** PROBLEM DESCRIPTION **
Can you reproduce the material starting at the line containing "the cloudy sky?" and ending at the line containing "[0,511,896,757]", with every line kept and -51 added to each bounding-box coordinate?

** begin **

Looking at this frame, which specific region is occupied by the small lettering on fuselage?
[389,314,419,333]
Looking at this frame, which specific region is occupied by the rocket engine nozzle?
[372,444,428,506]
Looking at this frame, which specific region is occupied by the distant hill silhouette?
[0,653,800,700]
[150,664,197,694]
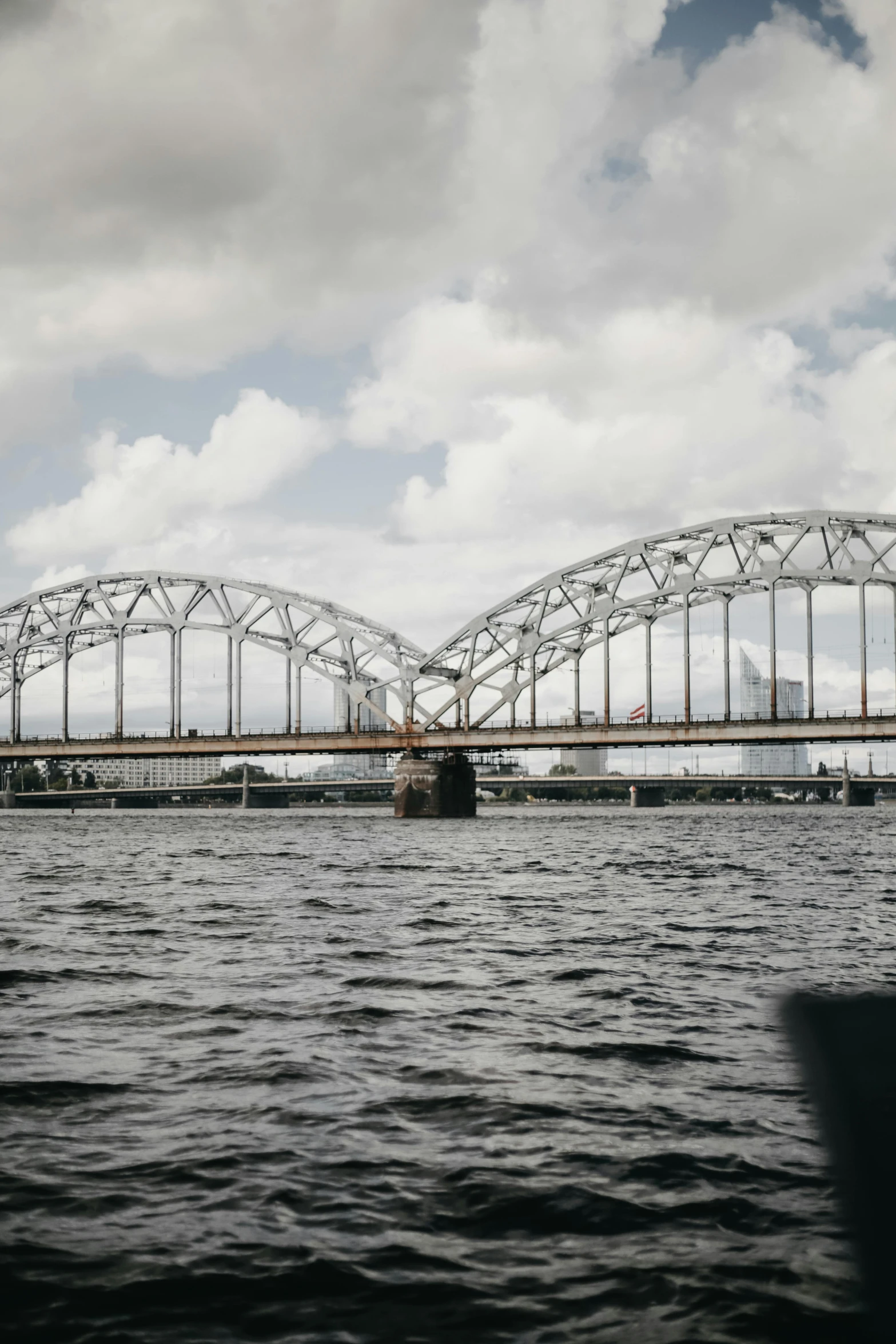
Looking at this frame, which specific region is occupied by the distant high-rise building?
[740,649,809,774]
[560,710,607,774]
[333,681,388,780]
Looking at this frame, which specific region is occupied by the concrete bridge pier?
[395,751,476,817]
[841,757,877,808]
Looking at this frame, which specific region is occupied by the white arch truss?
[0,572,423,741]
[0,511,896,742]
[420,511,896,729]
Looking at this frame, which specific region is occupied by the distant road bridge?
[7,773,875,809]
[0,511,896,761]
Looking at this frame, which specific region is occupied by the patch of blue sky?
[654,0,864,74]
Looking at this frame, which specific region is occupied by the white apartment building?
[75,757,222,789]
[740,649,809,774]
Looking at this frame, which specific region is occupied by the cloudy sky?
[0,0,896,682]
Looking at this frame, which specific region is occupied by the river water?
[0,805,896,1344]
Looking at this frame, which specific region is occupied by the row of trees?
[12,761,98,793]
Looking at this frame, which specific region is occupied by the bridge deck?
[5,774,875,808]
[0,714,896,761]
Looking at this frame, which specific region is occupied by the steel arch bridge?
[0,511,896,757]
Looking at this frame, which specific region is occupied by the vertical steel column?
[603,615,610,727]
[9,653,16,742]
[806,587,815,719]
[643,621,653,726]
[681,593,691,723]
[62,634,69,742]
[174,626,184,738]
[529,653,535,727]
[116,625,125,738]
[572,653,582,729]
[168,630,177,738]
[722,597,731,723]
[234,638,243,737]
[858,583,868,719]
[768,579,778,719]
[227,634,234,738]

** end **

** CORRECT ANSWER **
Looking at this frame, which specific region is occupied by the cloudy sky?
[-51,-51,845,631]
Looking at this frame, which specific region is occupied by the river water?
[-51,754,845,1293]
Looking at this frame, which specific region is occupied by the row of trees?
[-39,710,47,742]
Looking at this frame, which specific region is occupied by the bridge deck?
[-46,723,824,757]
[-51,663,845,710]
Looking at this frame, which specific region is occupied by the steel arch bridge?
[-51,460,845,706]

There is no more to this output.